### ROWS

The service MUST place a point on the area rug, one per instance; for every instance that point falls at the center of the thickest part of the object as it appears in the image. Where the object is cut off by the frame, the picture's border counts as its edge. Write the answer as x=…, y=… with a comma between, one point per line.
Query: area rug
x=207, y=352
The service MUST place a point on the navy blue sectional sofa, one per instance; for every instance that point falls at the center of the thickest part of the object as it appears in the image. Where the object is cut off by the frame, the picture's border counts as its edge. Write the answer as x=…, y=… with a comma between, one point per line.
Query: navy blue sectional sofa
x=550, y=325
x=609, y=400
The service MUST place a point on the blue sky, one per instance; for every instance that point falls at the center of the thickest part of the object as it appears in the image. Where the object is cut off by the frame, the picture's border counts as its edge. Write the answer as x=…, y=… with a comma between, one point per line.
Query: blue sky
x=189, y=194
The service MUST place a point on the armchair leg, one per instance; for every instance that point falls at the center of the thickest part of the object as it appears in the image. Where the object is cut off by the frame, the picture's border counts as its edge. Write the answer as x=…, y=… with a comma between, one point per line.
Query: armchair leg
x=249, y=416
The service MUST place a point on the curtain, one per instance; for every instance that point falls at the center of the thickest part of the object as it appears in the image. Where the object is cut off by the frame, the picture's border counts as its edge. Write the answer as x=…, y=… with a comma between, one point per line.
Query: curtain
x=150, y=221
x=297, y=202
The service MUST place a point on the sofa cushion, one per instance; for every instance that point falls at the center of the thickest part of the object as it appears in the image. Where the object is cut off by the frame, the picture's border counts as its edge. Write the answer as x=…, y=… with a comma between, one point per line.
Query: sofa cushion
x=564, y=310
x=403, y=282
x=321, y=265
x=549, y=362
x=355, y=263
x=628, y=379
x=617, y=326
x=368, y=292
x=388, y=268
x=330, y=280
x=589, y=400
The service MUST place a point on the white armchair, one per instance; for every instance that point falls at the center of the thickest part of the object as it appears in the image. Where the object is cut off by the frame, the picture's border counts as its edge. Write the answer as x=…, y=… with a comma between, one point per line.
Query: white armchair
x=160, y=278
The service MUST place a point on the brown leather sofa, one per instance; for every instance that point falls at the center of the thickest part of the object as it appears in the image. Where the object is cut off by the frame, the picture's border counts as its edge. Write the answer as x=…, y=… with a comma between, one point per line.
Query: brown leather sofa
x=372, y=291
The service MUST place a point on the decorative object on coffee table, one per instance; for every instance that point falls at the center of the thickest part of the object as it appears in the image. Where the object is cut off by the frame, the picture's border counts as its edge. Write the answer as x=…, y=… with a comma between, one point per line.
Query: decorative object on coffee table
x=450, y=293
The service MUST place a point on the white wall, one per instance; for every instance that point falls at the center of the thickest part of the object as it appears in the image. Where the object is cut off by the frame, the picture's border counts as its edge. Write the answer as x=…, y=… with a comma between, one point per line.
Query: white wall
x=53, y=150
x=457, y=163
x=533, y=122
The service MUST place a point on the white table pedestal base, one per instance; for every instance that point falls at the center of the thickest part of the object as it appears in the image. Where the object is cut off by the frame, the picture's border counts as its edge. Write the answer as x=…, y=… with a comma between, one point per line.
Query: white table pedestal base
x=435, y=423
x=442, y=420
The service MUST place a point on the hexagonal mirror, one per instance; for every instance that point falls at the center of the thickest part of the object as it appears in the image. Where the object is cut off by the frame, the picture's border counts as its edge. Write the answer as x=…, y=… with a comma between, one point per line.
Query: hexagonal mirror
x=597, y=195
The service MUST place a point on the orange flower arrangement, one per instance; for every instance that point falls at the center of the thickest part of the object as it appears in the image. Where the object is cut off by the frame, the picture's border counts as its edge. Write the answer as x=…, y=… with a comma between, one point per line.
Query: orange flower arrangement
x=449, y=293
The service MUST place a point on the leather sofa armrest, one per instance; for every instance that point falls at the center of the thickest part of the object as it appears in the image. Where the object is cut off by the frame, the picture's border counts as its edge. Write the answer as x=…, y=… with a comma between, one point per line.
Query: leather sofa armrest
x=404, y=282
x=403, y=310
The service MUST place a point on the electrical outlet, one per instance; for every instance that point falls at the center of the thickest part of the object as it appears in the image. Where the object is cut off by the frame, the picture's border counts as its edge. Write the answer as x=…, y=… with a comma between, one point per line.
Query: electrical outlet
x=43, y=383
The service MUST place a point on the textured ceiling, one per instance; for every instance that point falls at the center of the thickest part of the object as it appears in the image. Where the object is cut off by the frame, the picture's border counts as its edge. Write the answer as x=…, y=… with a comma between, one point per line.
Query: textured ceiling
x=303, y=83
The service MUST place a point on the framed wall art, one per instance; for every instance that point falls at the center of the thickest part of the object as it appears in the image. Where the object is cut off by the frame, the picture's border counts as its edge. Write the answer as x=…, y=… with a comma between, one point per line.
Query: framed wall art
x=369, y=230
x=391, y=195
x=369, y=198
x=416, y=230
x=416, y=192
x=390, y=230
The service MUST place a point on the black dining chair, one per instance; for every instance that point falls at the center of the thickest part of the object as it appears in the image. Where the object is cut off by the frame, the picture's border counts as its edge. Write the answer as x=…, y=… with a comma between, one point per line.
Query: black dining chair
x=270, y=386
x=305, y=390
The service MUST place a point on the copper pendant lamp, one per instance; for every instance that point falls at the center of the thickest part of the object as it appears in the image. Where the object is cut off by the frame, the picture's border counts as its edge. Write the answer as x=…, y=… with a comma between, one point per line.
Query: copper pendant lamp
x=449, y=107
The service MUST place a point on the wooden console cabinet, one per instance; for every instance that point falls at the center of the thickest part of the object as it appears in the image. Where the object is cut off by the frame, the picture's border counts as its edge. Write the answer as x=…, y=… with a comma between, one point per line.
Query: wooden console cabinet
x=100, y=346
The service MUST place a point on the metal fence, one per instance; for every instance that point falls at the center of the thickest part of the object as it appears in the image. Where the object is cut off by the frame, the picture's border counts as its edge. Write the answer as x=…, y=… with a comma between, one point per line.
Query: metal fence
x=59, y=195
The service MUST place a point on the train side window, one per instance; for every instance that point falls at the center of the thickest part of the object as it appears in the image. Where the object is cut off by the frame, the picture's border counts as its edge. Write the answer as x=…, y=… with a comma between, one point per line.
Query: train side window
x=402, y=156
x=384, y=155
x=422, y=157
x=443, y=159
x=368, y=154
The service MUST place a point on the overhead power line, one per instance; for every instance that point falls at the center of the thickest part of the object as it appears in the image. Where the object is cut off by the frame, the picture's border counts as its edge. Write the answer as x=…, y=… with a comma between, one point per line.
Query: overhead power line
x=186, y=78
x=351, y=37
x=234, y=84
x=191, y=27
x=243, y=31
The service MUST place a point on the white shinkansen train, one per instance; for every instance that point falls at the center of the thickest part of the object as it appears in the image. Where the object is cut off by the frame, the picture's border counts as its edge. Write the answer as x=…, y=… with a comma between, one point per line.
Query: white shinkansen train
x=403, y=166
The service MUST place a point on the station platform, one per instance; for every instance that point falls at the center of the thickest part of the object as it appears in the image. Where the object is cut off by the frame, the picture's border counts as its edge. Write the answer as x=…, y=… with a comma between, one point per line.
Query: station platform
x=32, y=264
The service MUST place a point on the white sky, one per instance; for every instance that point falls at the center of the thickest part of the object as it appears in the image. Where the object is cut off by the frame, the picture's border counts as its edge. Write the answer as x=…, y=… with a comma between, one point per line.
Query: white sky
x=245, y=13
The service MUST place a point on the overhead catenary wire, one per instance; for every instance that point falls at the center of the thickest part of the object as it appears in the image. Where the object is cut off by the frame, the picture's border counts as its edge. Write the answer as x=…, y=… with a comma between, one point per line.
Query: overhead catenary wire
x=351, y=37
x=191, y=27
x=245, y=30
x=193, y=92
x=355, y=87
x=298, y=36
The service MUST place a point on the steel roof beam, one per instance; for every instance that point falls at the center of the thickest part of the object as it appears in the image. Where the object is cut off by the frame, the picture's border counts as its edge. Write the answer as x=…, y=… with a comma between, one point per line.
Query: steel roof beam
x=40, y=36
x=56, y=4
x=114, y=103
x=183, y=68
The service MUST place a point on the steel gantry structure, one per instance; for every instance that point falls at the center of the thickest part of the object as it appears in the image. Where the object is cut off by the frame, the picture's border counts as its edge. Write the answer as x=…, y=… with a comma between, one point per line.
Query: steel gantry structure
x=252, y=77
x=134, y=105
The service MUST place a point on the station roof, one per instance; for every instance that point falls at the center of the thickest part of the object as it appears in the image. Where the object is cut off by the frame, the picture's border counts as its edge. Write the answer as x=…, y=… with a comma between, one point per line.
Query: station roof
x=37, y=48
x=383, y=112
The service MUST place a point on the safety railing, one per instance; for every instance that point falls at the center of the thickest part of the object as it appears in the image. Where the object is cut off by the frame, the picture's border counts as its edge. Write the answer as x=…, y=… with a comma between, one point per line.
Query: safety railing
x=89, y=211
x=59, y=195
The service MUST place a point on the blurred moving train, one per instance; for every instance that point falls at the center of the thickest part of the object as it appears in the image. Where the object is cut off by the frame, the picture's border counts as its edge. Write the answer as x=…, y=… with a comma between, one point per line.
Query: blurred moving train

### EXERCISE TASK
Quote everything in the records above from the very first line down through the line containing "x=207, y=352", including both of those lines.

### COMPLETE RESPONSE
The service MUST place a point on the area rug, one per instance; for every instance that point falls at the center of the thickest part of the object as it appears in the image. Where the object is cut off by the frame, the picture's border counts as its edge. Write the answer as x=…, y=… with a comma between, one point per line.
Query: area rug
x=207, y=352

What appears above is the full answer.